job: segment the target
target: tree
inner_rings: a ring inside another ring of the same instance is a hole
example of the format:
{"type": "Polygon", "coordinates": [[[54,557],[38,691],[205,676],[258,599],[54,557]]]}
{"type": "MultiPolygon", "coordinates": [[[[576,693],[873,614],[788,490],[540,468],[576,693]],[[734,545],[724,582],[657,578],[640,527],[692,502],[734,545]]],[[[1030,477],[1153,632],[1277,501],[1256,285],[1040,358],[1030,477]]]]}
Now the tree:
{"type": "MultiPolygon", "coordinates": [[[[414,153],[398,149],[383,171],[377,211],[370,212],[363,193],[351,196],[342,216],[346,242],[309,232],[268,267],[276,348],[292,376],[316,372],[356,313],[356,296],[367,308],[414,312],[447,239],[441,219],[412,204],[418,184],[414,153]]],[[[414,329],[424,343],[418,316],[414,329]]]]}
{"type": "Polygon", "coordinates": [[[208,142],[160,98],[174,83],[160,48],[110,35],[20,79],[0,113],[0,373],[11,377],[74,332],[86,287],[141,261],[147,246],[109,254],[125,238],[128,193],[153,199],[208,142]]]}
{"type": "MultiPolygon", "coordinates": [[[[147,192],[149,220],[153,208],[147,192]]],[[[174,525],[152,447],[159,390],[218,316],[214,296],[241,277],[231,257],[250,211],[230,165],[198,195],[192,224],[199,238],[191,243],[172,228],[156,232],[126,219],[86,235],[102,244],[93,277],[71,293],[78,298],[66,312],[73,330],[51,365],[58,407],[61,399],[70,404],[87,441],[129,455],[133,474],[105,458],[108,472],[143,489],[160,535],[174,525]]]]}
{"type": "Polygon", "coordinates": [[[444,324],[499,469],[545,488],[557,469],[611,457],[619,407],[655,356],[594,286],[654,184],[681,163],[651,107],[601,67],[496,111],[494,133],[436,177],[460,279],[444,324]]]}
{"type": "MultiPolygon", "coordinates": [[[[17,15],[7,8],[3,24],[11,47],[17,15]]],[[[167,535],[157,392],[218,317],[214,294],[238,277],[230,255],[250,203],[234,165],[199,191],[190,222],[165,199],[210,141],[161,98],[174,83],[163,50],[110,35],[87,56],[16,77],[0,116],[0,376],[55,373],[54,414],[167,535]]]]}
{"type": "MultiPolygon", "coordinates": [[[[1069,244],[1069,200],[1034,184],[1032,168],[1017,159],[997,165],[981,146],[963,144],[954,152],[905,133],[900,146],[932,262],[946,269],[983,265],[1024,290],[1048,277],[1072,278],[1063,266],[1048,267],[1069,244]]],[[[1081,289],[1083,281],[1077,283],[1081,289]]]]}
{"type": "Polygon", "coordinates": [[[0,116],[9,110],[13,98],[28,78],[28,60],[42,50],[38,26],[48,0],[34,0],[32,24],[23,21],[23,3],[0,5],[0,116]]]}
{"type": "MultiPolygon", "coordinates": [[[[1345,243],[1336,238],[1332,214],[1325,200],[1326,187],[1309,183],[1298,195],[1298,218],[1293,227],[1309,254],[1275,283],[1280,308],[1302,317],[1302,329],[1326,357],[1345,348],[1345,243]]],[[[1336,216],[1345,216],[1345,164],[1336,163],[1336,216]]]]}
= = = =
REQUIREMENT: Select each line in the rows above that contains the string "MultiPolygon", and copy those lines in full.

ANSWER BELOW:
{"type": "MultiPolygon", "coordinates": [[[[576,693],[873,614],[788,490],[540,468],[576,693]],[[734,545],[724,582],[657,578],[640,527],[692,502],[734,545]]],[[[1030,477],[1153,632],[1277,501],[1256,285],[1040,358],[1030,477]]]]}
{"type": "MultiPolygon", "coordinates": [[[[414,153],[398,149],[383,171],[377,211],[370,212],[363,193],[351,196],[342,216],[346,242],[309,232],[268,267],[276,348],[292,376],[316,372],[356,313],[356,296],[367,308],[414,312],[447,239],[441,219],[412,204],[418,184],[414,153]]],[[[414,329],[424,343],[418,316],[414,329]]]]}
{"type": "MultiPolygon", "coordinates": [[[[147,192],[149,220],[153,208],[147,192]]],[[[174,525],[152,447],[159,390],[218,316],[214,296],[241,277],[231,257],[250,211],[230,165],[198,195],[192,224],[199,238],[191,243],[172,228],[156,232],[126,219],[86,235],[102,244],[93,277],[71,293],[78,298],[66,312],[73,330],[51,365],[58,407],[61,399],[70,404],[87,441],[129,455],[133,474],[105,458],[108,472],[143,489],[160,535],[174,525]]]]}
{"type": "MultiPolygon", "coordinates": [[[[17,15],[7,8],[3,24],[11,47],[17,15]]],[[[167,535],[157,392],[218,317],[214,294],[238,277],[230,255],[250,203],[234,165],[199,191],[190,222],[165,199],[210,141],[161,98],[174,83],[163,50],[110,35],[87,56],[16,77],[0,116],[0,376],[55,373],[54,414],[167,535]]]]}
{"type": "MultiPolygon", "coordinates": [[[[1069,244],[1069,200],[1034,184],[1032,168],[1017,159],[997,165],[981,146],[963,144],[954,152],[905,133],[900,146],[932,262],[946,269],[983,265],[1024,290],[1048,277],[1072,278],[1063,266],[1048,267],[1069,244]]],[[[1081,289],[1083,281],[1077,283],[1081,289]]]]}
{"type": "MultiPolygon", "coordinates": [[[[1345,243],[1336,238],[1332,214],[1325,200],[1326,187],[1309,183],[1298,195],[1298,218],[1293,227],[1309,254],[1275,283],[1280,308],[1302,317],[1302,329],[1326,357],[1345,348],[1345,243]]],[[[1336,216],[1345,216],[1345,164],[1336,163],[1336,216]]]]}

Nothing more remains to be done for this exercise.